→ **Goal of the exercise**:
Examine the entries and show every line in which the word "white" is found.

→ **Dataset entries**:
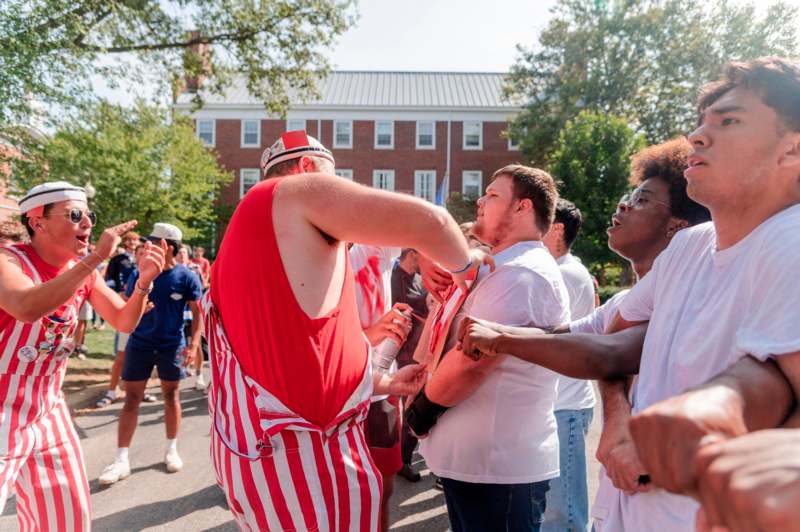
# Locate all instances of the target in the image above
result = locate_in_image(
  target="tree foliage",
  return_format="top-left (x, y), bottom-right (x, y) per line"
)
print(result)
top-left (0, 0), bottom-right (356, 124)
top-left (548, 110), bottom-right (646, 271)
top-left (8, 101), bottom-right (233, 246)
top-left (506, 0), bottom-right (800, 165)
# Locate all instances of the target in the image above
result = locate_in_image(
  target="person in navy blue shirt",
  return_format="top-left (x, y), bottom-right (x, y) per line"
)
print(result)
top-left (99, 223), bottom-right (203, 485)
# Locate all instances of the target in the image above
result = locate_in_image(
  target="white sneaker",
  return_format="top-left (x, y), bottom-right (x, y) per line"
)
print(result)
top-left (98, 459), bottom-right (131, 485)
top-left (165, 449), bottom-right (183, 473)
top-left (195, 373), bottom-right (207, 391)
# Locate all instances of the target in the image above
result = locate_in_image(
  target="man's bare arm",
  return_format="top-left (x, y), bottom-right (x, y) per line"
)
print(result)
top-left (425, 345), bottom-right (505, 407)
top-left (458, 317), bottom-right (645, 379)
top-left (629, 355), bottom-right (795, 495)
top-left (282, 173), bottom-right (474, 273)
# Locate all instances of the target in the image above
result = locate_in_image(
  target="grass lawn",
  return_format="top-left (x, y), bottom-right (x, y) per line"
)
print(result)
top-left (63, 326), bottom-right (116, 392)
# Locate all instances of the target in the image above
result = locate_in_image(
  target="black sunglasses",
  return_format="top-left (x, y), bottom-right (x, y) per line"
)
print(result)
top-left (46, 208), bottom-right (97, 226)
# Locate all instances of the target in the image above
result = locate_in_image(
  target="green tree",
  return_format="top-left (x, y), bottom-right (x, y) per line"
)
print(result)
top-left (548, 110), bottom-right (646, 273)
top-left (506, 0), bottom-right (799, 165)
top-left (8, 101), bottom-right (233, 247)
top-left (446, 192), bottom-right (478, 224)
top-left (0, 0), bottom-right (355, 124)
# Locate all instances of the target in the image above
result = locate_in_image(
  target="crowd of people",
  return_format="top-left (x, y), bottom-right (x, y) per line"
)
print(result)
top-left (0, 55), bottom-right (797, 532)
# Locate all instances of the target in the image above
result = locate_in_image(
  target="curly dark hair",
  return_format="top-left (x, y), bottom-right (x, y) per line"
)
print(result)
top-left (630, 138), bottom-right (711, 226)
top-left (698, 57), bottom-right (800, 133)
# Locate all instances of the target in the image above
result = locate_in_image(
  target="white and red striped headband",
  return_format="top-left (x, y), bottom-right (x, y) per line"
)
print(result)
top-left (260, 130), bottom-right (335, 175)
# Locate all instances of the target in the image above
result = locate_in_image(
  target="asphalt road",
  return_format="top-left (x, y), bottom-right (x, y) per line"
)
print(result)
top-left (0, 376), bottom-right (601, 531)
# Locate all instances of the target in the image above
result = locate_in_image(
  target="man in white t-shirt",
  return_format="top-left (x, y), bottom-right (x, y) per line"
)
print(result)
top-left (606, 57), bottom-right (800, 531)
top-left (411, 165), bottom-right (569, 532)
top-left (541, 199), bottom-right (597, 532)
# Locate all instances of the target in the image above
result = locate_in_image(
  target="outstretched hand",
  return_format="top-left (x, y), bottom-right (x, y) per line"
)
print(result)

→ **Your solution**:
  target="white sneaker",
  target="white and red striped headband",
  target="man in white t-shirt",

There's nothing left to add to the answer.